## [Document segment]

──────────────────────────────

Although the Rabbis talk about Helena’s sons, when they are really Izates II’s, and they speak about seven when there were five (Josephus may well have known them personally), the rabbis do seem to be working off a snippet of tradition or information that they had.
Torah Scholars or Warriors? The other major change between Josephus’ account and the rabbis about these sons is that whereas the rabbis describe them as Torah scholars, Josephus describes the military prowess of the Adiabenite royalty who lived in Judea, and how they took part in the Great Rebellion against Rome (66-70 C.E.):
Now they considered their most excellent [fighters] to be the relatives of Monobazus, the king of Adiabene—Monobazus and Cenedeus. (Jud. War. 2:520)
These relatives are very likely two of the five sons of King Izates II that he sent to study in Judea,[37] or perhaps the sons of these sons.[38] At the end of the war, after the city had been burned, the surviving members of the royal family surrendered to Titus and were taken back to Rome as hostages.[39] Although Monobazus II never went to war with Rome, it is clear that Adiabene was on the side of the Jews and many of the royal family fought as Jews.[40]
We thus see how Izates II’s five sons, who likely fought with the Judeans in the Great Rebellion, were morphed into Helena’s seven Torah scholar sons who know how to make a proper sukkah. Either way, unlike their (grand)mother Helena, these sons are insiders, who are integrally part of the Jewish people, something the rabbis seem to unwilling or unable to grant her.
Foreign Insiders – the Royal Family of Adiabene
We know nothing about what happened to Adiabene’s Jews after the Great Rebellion. Its king, Monobazus II was himself Jewish, but we do not know about his children.[41] Adiabene remained independent until 115 C.E., when it was conquered by the Roman Emperor, Trajan. The final ruler of the kingdom was named Meharaspes; we do not know if he was Jewish or what his relationship to Monobazus II was.
But all these are historical questions; the rabbis knew little about Judea’s history and virtually nothing about Adiabene. Instead, they tried to incorporate the snippets of information they knew about Queen Helena and her son(s) into their picture of the end of the Second Temple period. Because they grappled with Helena and Munbaz’s insider/outsider status, they often confused aspects of their story with what they knew about the Judean royal family, the Herodians, also insiders/outsiders of sorts.
___________________
Dr. Malka Simkovich is the Crown-Ryan Chair of Jewish Studies and director of the Catholic-Jewish Studies program at Catholic Theological Union in Chicago. She earned a doctoral degree in Second Temple and Rabbinic Judaism from Brandeis University and a Masters degree in Hebrew Bible from Harvard University. Malka’s articles have been published inHarvard Theological Review and theJournal for the Study of Judaism, and her book,The Making of Jewish Universalism: From Exile to Alexandriawas published in 2016. Her upcoming book,Discovering Second Temple Literature: The Stories and Scriptures That Shaped Early Judaism, will be published by the Jewish Publication Society in September 2018.

──────────────────────────────

## [Entries supplied]
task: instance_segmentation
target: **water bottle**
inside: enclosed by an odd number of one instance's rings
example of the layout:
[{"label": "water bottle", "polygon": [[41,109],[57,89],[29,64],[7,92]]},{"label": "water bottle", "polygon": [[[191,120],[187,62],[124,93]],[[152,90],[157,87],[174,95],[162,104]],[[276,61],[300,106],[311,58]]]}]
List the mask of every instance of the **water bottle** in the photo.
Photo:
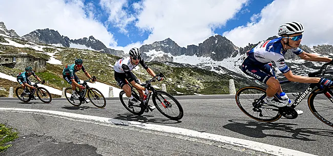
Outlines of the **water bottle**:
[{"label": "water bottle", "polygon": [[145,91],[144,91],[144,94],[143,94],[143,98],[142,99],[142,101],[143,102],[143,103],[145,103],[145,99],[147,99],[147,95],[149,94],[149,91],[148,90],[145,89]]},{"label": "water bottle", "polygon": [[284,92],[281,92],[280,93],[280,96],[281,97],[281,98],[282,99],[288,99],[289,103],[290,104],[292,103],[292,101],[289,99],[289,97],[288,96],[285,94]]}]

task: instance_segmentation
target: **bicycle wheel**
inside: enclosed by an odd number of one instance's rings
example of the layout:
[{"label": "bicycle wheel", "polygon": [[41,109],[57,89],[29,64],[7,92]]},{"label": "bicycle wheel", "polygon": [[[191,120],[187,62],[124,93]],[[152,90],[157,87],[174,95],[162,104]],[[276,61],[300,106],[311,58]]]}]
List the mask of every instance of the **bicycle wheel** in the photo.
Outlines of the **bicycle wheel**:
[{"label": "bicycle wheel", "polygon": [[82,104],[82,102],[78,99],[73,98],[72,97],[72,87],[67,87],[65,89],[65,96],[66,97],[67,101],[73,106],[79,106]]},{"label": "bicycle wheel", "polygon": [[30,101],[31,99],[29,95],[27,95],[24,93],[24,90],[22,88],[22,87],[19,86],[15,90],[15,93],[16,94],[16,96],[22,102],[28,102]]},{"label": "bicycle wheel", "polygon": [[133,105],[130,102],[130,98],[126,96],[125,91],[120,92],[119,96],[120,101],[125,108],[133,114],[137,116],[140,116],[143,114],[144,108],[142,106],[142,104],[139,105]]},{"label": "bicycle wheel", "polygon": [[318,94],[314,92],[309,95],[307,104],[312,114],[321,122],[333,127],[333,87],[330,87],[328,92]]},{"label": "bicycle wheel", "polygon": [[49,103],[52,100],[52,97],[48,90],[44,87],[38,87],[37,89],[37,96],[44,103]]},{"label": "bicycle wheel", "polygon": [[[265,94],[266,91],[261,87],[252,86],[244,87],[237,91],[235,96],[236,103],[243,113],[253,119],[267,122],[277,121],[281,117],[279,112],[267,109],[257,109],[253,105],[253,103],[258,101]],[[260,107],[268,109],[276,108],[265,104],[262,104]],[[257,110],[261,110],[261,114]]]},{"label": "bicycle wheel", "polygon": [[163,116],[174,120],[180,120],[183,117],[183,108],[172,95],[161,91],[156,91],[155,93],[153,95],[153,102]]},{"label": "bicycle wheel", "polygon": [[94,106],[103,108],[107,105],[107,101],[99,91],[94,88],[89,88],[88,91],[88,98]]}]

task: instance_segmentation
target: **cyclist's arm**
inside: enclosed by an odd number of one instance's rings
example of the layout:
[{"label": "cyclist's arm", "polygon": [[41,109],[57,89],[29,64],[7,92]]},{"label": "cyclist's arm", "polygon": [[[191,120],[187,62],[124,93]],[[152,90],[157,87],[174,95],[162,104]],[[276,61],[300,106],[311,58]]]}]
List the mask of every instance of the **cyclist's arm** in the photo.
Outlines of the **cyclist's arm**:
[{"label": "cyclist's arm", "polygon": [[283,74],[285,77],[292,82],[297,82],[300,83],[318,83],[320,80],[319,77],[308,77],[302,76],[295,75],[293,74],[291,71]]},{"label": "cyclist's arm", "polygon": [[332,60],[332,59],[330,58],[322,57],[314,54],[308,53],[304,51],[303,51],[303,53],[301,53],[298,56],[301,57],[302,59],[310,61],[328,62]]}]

──────────────────────────────

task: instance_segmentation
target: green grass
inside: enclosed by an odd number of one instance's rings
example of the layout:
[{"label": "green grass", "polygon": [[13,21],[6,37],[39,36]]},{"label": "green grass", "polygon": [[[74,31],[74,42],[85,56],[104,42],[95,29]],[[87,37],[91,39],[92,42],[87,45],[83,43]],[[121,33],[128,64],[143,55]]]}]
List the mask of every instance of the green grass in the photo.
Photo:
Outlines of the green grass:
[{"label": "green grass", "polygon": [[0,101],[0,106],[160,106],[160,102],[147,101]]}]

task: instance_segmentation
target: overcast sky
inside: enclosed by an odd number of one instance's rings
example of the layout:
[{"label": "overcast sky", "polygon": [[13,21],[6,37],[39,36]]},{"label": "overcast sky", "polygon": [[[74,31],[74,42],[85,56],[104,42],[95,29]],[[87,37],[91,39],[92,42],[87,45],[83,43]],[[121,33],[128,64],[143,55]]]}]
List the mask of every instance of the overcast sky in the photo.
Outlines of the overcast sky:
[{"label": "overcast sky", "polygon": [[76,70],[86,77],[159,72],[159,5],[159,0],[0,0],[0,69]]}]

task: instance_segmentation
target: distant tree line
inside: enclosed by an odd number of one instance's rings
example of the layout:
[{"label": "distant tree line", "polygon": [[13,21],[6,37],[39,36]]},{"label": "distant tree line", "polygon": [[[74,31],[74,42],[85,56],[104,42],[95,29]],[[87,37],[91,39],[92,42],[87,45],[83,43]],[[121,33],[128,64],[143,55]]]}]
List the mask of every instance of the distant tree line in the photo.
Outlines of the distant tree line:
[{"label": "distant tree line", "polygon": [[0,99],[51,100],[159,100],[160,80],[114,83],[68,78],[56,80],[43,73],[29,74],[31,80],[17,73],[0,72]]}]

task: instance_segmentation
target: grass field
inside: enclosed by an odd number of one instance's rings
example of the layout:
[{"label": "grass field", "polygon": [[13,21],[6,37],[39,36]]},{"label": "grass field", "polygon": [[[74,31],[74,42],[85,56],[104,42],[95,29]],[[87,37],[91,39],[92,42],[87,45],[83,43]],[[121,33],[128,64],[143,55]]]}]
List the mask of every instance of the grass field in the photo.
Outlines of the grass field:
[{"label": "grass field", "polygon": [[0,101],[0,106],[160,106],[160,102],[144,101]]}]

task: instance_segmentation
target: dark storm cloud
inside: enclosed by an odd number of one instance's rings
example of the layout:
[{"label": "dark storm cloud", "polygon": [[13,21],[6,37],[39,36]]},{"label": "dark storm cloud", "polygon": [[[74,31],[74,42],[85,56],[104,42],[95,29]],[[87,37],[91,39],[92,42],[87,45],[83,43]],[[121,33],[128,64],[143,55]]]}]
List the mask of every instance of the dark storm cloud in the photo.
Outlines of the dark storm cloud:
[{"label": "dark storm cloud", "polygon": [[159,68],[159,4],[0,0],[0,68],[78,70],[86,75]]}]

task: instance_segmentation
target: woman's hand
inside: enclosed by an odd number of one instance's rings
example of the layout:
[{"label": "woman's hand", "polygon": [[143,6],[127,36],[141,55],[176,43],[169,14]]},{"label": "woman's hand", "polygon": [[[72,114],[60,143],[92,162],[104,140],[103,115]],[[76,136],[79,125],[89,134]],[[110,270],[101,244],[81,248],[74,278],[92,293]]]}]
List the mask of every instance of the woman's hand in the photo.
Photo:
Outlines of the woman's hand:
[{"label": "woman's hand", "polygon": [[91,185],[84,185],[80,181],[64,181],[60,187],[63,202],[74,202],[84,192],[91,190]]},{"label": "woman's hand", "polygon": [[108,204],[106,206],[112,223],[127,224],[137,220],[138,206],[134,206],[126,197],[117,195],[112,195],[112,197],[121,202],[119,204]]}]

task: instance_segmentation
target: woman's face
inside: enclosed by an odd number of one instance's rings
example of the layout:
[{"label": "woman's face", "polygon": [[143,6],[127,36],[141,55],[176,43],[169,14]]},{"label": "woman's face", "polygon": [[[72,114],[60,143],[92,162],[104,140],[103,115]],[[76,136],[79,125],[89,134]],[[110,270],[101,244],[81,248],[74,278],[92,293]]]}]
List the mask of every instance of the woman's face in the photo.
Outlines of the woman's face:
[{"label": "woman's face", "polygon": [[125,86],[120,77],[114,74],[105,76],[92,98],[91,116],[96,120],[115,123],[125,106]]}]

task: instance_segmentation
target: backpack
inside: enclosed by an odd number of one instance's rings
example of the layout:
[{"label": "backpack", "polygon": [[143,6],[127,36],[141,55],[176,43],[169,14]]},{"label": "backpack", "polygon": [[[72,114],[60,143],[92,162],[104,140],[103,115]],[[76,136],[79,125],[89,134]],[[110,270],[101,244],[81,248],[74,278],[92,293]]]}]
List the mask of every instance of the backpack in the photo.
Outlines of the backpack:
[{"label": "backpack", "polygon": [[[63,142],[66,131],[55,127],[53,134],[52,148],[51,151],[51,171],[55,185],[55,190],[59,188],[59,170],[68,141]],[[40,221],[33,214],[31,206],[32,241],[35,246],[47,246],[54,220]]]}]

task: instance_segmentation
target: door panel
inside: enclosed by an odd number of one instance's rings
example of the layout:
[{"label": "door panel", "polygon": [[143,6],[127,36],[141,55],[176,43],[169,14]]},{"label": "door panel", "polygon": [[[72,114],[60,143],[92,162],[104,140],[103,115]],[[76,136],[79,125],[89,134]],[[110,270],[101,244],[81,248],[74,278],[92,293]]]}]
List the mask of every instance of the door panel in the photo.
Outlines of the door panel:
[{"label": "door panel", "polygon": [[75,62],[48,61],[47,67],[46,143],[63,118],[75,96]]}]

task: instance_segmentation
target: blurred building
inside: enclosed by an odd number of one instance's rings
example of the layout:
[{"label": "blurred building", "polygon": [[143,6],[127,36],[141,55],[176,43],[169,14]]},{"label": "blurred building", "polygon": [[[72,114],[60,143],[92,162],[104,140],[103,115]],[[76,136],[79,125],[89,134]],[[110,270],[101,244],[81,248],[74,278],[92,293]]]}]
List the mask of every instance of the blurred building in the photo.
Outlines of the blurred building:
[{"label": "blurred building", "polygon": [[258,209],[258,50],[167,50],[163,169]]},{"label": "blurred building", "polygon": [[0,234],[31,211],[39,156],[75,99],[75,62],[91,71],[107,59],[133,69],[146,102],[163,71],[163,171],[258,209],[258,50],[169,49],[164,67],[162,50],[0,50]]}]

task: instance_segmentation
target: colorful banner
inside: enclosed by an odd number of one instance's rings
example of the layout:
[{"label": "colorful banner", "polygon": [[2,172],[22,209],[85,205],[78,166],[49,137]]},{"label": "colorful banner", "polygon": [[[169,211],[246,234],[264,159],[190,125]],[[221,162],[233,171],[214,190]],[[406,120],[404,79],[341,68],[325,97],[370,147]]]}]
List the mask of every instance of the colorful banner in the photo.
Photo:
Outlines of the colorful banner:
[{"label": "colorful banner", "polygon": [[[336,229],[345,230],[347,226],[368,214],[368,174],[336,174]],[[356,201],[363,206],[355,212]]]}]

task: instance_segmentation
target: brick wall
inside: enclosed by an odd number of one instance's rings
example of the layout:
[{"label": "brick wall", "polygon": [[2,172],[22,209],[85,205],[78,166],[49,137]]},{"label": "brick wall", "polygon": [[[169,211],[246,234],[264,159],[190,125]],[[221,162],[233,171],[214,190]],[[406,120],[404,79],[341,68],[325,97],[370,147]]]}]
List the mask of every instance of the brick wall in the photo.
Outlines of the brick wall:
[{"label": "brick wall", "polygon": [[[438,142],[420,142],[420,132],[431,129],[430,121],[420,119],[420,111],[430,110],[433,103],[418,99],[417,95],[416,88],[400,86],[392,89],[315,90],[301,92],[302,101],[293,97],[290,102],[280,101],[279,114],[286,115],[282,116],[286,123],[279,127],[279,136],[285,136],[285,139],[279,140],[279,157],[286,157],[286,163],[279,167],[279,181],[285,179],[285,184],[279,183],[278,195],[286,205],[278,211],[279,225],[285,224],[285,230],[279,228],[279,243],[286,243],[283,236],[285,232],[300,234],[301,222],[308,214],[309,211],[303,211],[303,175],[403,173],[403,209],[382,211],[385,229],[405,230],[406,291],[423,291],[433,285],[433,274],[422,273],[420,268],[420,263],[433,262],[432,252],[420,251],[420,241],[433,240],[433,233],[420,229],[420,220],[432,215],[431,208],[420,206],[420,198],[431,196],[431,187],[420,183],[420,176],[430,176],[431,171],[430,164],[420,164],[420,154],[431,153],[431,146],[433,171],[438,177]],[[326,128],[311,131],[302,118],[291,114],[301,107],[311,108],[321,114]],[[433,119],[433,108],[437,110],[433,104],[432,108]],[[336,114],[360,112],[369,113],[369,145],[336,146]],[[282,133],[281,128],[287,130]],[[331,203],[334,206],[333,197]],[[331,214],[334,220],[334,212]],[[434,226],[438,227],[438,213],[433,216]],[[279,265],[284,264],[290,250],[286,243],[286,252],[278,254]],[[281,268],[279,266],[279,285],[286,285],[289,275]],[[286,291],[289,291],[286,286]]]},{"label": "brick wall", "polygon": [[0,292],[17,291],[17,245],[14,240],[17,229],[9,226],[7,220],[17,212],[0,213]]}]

──────────────────────────────

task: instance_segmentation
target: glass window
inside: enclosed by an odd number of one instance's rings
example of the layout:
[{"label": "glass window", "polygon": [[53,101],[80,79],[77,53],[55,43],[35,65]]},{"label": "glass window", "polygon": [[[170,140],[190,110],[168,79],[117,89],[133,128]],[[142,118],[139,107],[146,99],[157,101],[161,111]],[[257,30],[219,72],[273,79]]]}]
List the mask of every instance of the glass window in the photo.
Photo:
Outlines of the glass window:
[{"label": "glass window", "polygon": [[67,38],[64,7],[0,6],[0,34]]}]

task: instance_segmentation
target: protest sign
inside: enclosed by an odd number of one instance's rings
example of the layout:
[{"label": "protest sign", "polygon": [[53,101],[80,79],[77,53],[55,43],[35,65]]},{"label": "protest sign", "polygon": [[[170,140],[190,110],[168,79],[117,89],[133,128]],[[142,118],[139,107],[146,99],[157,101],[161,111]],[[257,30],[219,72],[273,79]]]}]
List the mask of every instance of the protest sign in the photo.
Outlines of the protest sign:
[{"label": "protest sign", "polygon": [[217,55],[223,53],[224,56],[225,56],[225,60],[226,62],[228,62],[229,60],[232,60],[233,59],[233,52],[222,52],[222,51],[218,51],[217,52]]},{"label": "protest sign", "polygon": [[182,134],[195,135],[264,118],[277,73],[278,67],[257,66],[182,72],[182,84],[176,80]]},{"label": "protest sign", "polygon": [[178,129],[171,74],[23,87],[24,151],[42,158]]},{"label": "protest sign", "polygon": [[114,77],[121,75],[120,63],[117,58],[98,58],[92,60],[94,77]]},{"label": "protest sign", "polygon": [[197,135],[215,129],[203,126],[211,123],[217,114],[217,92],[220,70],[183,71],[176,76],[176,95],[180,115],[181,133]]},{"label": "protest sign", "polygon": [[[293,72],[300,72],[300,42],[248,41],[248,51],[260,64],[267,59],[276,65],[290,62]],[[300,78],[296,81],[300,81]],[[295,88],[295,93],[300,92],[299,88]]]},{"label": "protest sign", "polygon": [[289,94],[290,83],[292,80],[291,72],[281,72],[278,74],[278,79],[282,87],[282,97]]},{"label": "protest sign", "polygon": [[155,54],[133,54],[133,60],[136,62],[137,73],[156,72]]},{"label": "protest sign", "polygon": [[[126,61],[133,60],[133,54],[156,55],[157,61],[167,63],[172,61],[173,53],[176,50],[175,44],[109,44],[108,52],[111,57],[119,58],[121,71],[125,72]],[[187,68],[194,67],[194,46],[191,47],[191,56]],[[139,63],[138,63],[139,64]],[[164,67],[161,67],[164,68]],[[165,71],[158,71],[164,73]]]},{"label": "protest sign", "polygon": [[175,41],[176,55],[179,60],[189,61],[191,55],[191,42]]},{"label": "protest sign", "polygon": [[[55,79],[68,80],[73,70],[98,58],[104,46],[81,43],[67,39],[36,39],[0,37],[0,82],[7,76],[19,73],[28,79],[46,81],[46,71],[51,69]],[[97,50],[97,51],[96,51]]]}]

──────────────────────────────

## [Challenges]
1. Summarize the passage on the royal family of Adiabene in two sentences.
2. According to the passage on the royal family of Adiabene, in what year was Adiabene conquered by Trajan?
3. Write the next part of the passage on the royal family of Adiabene, picking up after its final sentence.

## [The results]
1. Josephus describes the Adiabenite royals living in Judea as warriors who fought in the Great Rebellion against Rome, while the rabbis turn Izates II's five sons into Helena's seven sons, all of them Torah scholars. Little is known about Adiabene after the rebellion, and the rabbis, who knew almost nothing of its history, worked the few details they had about Helena and her sons into their picture of the late Second Temple period, often mixing them up with the Herodians.

2. 115 C.E.

3.
05/24/2018
[1] Trans. Sefaria.org. cf. b. Nazir 19b.
[2] That this rule appears nowhere in the Torah but is “oral law” highlights the rabbis’ message about the impossibility of correctly fulfilling commandments outside their orbit.
[3] Whiston division: chs. 2-4. For a monograph length treatment of the royal family, see Michał Marciak, Izates, Helena, and Monobazos of Adiabene: A Study on Literary Traditions and History (Philippika 66; Wiesbaden: Harrassowitz Verlag, 2014).
[4] For a literary and source critical analysis of the stories about the Adiabene royal family in Josephus and comparisons with rabbinic literature, see Tal Ilan “The Conversion of the House of Adiabene,” in Josephus and the Rabbis, vol. 1 (eds., Tal Ilan and Vered Noam; Between Bible and Mishnah; Jerusalem: Yad Ben Zvi, 2017) 508-520 [Hebrew].
[5] Eusebius, Ecclesiastical History, 2.12; trans. Philip Schaff.
[6] See Doron Ben-Ami and Yani Tchekhanovets, “Has the Adiabene Royal Family ‘Palace’ Been Exposed in the City of David?” in Unearthing Jerusalem, 150 years of Archaeological Research in the Holy City (eds., K. Galor and G. Avni; Winona Lake, Indiana. Eisenbrauns, 2011), 231-239. This was only one of multiple structures that the Adiabene royal family built in Jerusalem. Another palace was built by a relative of Helena named Grapte (Jud. War4:567).
[7] Josephus writes:
Not long-afterwards (=the failed Parthian invasion), Izates passed away, having completed fifty-five years of his life, and having been monarch for twenty-four; he left twenty-four sons and twenty-four daughters. (Ant. 20:92)
The number 24 seems topological or literary here, and the description of his many sons may be tailored after similar depictions of successful leaders in the Bible, such as Ibzan:
שופטים יב:ח וַיִּשְׁפֹּט אַחֲרָיו אֶת יִשְׂרָאֵל אִבְצָן מִבֵּית לָחֶם. יב:ט וַיְהִי לוֹ שְׁלֹשִׁים בָּנִים וּשְׁלֹשִׁים בָּנוֹת שִׁלַּח הַחוּצָה וּשְׁלֹשִׁים בָּנוֹת הֵבִיא לְבָנָיו מִן הַחוּץ וַיִּשְׁפֹּט אֶת יִשְׂרָאֵל שֶׁבַע שָׁנִים.
Judg 12:8 After him, Ibzan of Bethlehem led Israel. 12:9He had thirty sons, and he married off thirty daughters outside the clan and brought in thirty girls from outside the clan for his sons. He led Israel seven years.
[8] See R. Steven Notley and Jeffrey P. Garcia, “Is Queen Tsadan to Be Identified with Queen Helena of Adiabene?” in Megan Sauter, “The Tomb of Queen Helena of Adiabene,” Bible History Daily (April 9, 2014).
[9] For more on Berenice, see my, “Queen Berenice: A Woman of Contrasts,” TheTorah.com(2016).
[10] In fact, the rabbis never mention Berenice at all.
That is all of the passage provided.